<<<<

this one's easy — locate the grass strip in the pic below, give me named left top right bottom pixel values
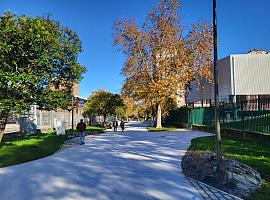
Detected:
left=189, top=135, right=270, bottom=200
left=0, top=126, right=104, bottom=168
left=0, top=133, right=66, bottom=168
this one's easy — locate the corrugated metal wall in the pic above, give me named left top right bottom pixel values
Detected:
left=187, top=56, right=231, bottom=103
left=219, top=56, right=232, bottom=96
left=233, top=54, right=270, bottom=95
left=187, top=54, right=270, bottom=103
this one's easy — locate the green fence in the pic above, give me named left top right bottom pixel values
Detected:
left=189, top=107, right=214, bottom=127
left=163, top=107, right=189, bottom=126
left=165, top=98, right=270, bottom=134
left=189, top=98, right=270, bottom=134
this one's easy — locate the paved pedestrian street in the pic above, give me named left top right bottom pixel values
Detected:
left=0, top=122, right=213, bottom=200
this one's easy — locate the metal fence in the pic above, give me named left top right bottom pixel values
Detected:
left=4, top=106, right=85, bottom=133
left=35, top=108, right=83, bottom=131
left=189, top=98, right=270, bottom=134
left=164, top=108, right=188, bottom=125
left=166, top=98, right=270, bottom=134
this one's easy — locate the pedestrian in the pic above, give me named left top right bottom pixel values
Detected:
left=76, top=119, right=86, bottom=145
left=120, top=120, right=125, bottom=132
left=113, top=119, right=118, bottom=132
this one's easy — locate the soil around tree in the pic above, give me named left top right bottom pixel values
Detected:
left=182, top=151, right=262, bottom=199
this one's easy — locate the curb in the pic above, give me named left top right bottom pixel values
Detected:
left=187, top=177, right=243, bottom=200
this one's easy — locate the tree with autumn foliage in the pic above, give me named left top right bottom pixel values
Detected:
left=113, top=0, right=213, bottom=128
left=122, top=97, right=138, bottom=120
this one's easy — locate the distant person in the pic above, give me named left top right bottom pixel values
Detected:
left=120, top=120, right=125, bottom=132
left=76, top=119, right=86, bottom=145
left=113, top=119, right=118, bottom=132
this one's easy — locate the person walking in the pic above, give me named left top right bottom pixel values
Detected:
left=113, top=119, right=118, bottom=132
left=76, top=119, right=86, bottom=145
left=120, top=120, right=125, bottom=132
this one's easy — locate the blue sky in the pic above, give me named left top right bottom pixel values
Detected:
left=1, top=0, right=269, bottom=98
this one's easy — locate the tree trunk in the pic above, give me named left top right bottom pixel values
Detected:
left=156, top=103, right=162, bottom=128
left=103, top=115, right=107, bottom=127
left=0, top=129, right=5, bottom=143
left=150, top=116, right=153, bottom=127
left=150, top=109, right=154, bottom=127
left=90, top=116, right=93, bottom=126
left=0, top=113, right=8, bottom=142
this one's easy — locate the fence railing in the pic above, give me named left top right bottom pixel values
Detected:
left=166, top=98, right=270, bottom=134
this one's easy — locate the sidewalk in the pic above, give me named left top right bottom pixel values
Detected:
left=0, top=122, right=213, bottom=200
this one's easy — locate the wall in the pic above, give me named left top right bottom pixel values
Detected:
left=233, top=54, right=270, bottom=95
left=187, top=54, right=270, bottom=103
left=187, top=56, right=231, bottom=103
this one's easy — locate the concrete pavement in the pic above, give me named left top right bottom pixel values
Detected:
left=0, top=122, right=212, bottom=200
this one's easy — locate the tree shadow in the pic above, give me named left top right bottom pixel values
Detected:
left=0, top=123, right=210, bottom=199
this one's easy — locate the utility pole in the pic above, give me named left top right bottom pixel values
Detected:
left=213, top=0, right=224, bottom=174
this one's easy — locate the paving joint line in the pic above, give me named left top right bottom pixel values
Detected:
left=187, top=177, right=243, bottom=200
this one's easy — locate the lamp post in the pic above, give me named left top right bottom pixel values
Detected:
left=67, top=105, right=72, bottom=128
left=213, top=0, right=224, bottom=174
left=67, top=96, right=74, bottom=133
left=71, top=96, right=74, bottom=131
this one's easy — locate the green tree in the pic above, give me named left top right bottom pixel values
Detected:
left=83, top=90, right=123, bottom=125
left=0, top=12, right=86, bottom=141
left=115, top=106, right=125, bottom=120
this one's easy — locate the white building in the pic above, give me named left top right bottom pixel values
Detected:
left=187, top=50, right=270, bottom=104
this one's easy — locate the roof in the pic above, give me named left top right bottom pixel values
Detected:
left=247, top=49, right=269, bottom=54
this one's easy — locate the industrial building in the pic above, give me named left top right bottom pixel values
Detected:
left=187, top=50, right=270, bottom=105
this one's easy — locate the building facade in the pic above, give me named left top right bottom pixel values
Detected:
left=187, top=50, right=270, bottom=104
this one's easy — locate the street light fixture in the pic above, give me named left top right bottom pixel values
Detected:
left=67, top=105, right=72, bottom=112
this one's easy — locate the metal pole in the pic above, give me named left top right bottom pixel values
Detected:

>>>>

→ **PROBLEM TO WORK ON**:
Set down all the lines above exactly as they appear, with no pictures.

→ **RESULT OF THE TASK**:
this one's easy — locate the grass strip in the pic below, give me named left top right bottom pixel values
Detected:
left=189, top=135, right=270, bottom=200
left=0, top=126, right=104, bottom=168
left=0, top=133, right=66, bottom=168
this one's easy — locate the corrugated metal wall in the pic above, give me named left top right bottom pixel values
Detected:
left=187, top=56, right=231, bottom=103
left=219, top=56, right=232, bottom=96
left=233, top=54, right=270, bottom=95
left=187, top=54, right=270, bottom=103
this one's easy — locate the green fence in the pic above, give me named left top right bottom pixel values
Detected:
left=189, top=107, right=214, bottom=127
left=163, top=107, right=189, bottom=126
left=165, top=98, right=270, bottom=134
left=189, top=98, right=270, bottom=134
this one's easy — locate the paved pedestrian street in the pic above, give me named left top right bottom pixel values
Detected:
left=0, top=122, right=213, bottom=200
this one's easy — locate the metal fence in the pic above, give me named left top right bottom pixel values
Detected:
left=4, top=106, right=85, bottom=133
left=35, top=108, right=83, bottom=131
left=189, top=98, right=270, bottom=134
left=164, top=108, right=188, bottom=125
left=166, top=98, right=270, bottom=134
this one's easy — locate the pedestrian in the pic above, give me named left top right bottom pixel values
Detected:
left=76, top=119, right=86, bottom=145
left=120, top=120, right=125, bottom=132
left=113, top=119, right=118, bottom=132
this one's easy — locate the soil around tree in the pic above, give me named left top right bottom pixel values
Detected:
left=182, top=151, right=262, bottom=199
this one's easy — locate the curb in the pic above, give me named left top right bottom pixel values
Detected:
left=187, top=177, right=243, bottom=200
this one's easy — locate the tree with autumn foliage in the pic above, give me named left top right bottom pixel values
Detected:
left=113, top=0, right=213, bottom=128
left=122, top=97, right=138, bottom=120
this one's easy — locate the distant person in the pic above, give me named left top right bottom pixel values
Detected:
left=120, top=120, right=125, bottom=132
left=76, top=119, right=86, bottom=145
left=113, top=119, right=118, bottom=132
this one's easy — locate the person walking in the pic above, give me named left top right bottom pixel values
Detected:
left=113, top=119, right=118, bottom=132
left=76, top=119, right=86, bottom=145
left=120, top=120, right=125, bottom=132
this one's easy — locate the blue sky in the pic above, give me named left top right bottom pixel values
Detected:
left=1, top=0, right=269, bottom=98
this one's easy — locate the tree trunk in the pic above, give me named left top right bottom pixel values
Detected:
left=156, top=103, right=162, bottom=128
left=103, top=115, right=107, bottom=127
left=0, top=129, right=5, bottom=143
left=150, top=116, right=153, bottom=127
left=150, top=109, right=154, bottom=127
left=90, top=116, right=93, bottom=126
left=0, top=113, right=8, bottom=142
this one's easy — locate the fence railing in the pic above, give me named left top right bottom pixel values
Detected:
left=166, top=98, right=270, bottom=134
this one's easy — locate the sidewalk in the pic above, give me named left top right bottom pixel values
Detected:
left=0, top=122, right=213, bottom=200
this one's easy — locate the wall in the pic above, give me named left top right bottom pixel values
Detected:
left=233, top=54, right=270, bottom=95
left=187, top=54, right=270, bottom=103
left=187, top=56, right=231, bottom=103
this one's easy — locate the concrete pavement in the pic above, give me named left top right bottom pixel values
Detected:
left=0, top=122, right=212, bottom=200
this one's easy — locate the tree shadow in the pic above, give me named left top right bottom pixel values
Detected:
left=0, top=123, right=210, bottom=199
this one's easy — locate the utility pole in the pic above, give me named left top right bottom pixel values
Detected:
left=213, top=0, right=224, bottom=174
this one's easy — locate the paving joint line in the pic above, give me named left top right bottom pixel values
Detected:
left=187, top=177, right=243, bottom=200
this one's easy — locate the lamp post in the pic above, give me named left top right bottom pixel values
Detected:
left=67, top=105, right=72, bottom=128
left=213, top=0, right=224, bottom=174
left=67, top=96, right=74, bottom=133
left=71, top=96, right=74, bottom=131
this one's easy — locate the green tree in the pic above, give me named left top right bottom pixel values
Detected:
left=83, top=90, right=123, bottom=125
left=0, top=12, right=86, bottom=141
left=115, top=106, right=125, bottom=120
this one's easy — locate the white building in the pic above, give me named left top right bottom pixel values
Detected:
left=187, top=50, right=270, bottom=104
this one's easy — locate the roof in the pic above, give me named left top right bottom pixel values
Detected:
left=247, top=49, right=269, bottom=54
this one's easy — locate the industrial building in the pic above, give me named left top right bottom pixel values
Detected:
left=187, top=50, right=270, bottom=105
this one's easy — locate the building facade in the pic above, give me named left top right bottom pixel values
Detected:
left=187, top=50, right=270, bottom=104
this one's easy — locate the street light fixture in the pic above, give me named left top right bottom pixel values
Detected:
left=67, top=105, right=72, bottom=112
this one's easy — locate the metal pole in the pic above, give me named left top right bottom pixel values
Detected:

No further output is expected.